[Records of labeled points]

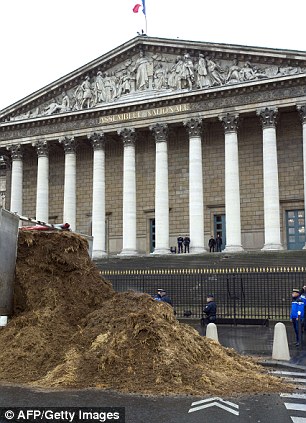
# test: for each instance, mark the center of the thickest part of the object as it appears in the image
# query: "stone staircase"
(260, 259)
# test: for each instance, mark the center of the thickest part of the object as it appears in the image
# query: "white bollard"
(280, 343)
(212, 332)
(3, 320)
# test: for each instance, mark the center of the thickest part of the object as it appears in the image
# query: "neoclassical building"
(160, 138)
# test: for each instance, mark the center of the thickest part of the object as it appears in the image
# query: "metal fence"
(242, 294)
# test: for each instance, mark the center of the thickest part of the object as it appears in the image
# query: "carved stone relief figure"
(202, 74)
(160, 79)
(187, 75)
(247, 73)
(214, 72)
(84, 96)
(124, 84)
(156, 71)
(141, 70)
(233, 74)
(109, 87)
(99, 88)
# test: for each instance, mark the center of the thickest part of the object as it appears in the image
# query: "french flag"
(137, 7)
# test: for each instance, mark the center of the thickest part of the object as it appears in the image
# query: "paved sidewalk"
(256, 340)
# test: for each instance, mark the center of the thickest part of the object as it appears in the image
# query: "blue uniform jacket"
(297, 305)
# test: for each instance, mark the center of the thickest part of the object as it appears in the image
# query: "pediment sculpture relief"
(156, 73)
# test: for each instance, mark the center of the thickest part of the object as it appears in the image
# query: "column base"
(232, 249)
(161, 251)
(272, 247)
(197, 250)
(128, 252)
(97, 254)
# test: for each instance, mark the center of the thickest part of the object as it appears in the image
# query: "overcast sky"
(43, 40)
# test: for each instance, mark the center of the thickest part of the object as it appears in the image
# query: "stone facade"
(229, 114)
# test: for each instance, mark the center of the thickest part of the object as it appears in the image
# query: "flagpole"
(145, 13)
(146, 24)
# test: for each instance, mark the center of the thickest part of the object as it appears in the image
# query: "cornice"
(202, 96)
(161, 45)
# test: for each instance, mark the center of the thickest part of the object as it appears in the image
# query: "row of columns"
(196, 203)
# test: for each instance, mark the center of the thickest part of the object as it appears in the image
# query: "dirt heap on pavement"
(70, 329)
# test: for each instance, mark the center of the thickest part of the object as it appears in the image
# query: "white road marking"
(295, 406)
(212, 402)
(279, 372)
(297, 396)
(298, 419)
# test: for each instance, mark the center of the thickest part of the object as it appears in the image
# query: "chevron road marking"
(294, 380)
(300, 381)
(296, 396)
(279, 372)
(216, 401)
(295, 406)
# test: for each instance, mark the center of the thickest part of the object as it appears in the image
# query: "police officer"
(297, 312)
(162, 296)
(180, 241)
(210, 309)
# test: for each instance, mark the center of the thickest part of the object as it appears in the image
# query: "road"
(268, 408)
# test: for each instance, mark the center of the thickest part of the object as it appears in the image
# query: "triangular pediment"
(146, 68)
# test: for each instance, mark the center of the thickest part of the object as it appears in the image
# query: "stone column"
(17, 178)
(42, 191)
(232, 189)
(268, 118)
(69, 213)
(98, 195)
(302, 112)
(196, 202)
(128, 137)
(160, 131)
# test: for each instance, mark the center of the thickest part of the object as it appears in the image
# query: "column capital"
(193, 127)
(16, 151)
(268, 116)
(301, 108)
(128, 136)
(4, 162)
(41, 148)
(69, 144)
(97, 140)
(229, 122)
(160, 131)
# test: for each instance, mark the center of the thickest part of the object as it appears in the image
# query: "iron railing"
(241, 294)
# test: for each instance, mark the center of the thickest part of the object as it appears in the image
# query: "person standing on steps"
(218, 243)
(186, 244)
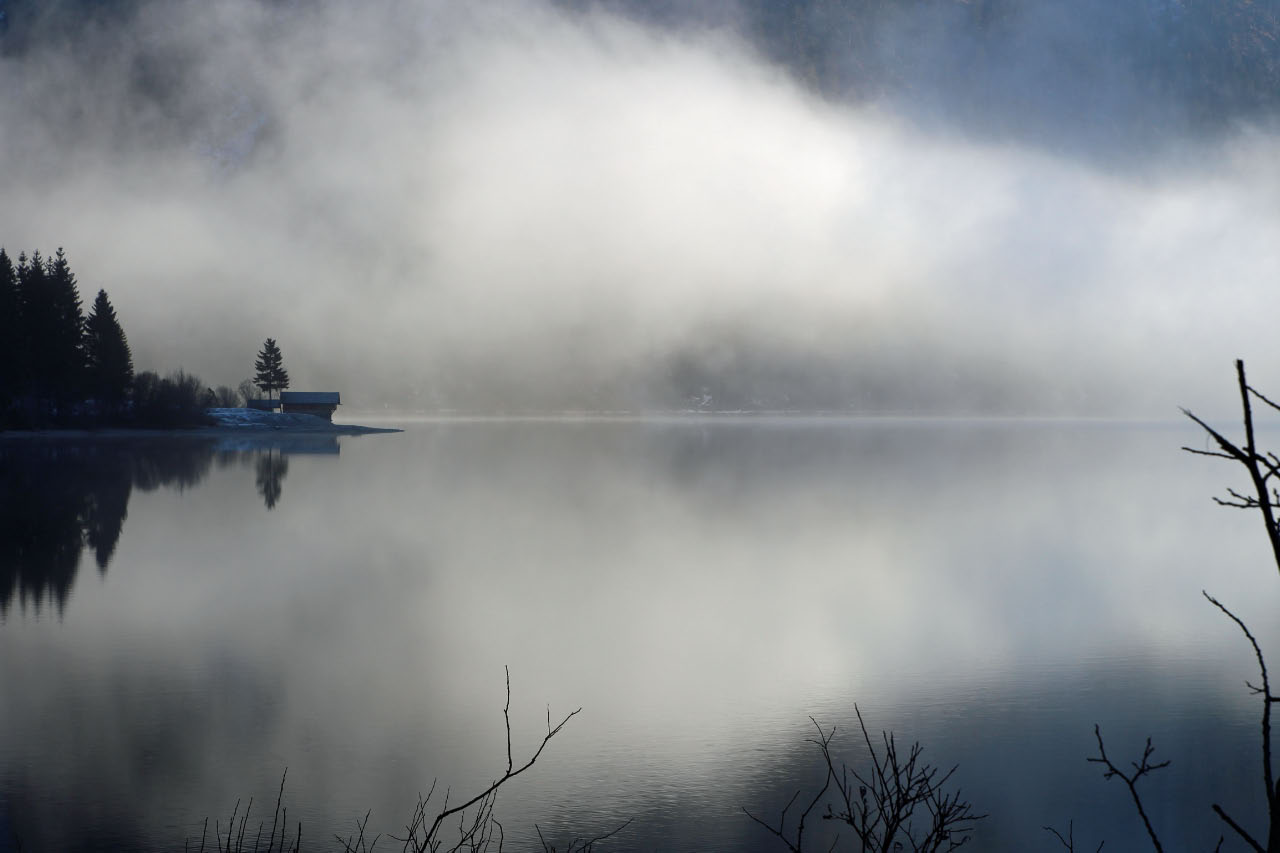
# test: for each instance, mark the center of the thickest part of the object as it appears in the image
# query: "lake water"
(186, 619)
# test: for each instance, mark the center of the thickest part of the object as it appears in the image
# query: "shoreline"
(265, 430)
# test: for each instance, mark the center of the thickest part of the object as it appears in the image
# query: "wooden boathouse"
(310, 402)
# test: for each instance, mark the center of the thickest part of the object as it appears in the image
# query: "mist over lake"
(698, 587)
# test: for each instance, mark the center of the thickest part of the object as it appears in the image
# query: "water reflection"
(60, 498)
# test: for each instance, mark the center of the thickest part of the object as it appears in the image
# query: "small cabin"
(320, 404)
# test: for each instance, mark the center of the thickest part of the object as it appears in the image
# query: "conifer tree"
(106, 354)
(270, 374)
(12, 351)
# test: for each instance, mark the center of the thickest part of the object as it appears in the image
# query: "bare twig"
(1069, 842)
(886, 806)
(1139, 770)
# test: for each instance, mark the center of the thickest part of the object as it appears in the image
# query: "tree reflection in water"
(59, 498)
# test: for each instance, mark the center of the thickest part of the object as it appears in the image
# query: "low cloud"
(512, 206)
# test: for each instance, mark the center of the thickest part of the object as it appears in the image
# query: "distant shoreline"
(195, 432)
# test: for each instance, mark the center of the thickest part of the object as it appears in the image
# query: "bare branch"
(1267, 778)
(1141, 769)
(1239, 830)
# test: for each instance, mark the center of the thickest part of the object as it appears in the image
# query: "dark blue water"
(182, 620)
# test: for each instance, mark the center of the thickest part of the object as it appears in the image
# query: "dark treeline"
(63, 368)
(1112, 77)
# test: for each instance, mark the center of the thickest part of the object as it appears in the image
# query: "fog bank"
(517, 206)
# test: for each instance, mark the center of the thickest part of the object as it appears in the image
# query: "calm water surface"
(182, 620)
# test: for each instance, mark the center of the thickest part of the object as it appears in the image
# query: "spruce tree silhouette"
(108, 357)
(270, 374)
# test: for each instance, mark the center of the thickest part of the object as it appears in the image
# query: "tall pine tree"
(12, 351)
(53, 332)
(108, 359)
(270, 374)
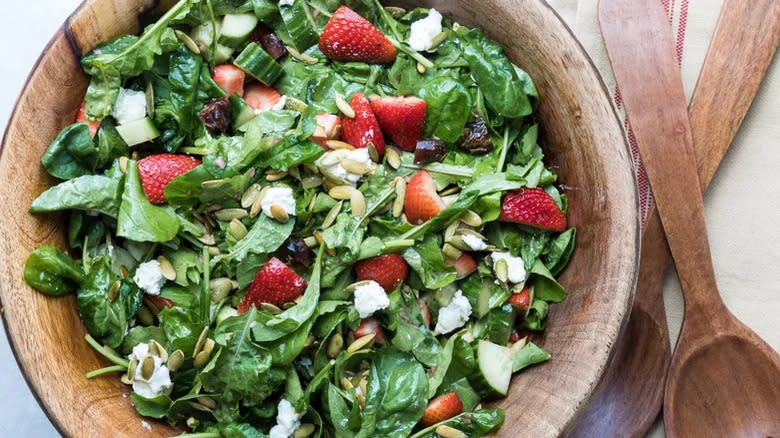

■ Exercise goal ■
Pick out each line of the items that contains the word "dark" and copy it.

■ Output of the exercise ■
# query: "dark blue water"
# query: "dark treeline"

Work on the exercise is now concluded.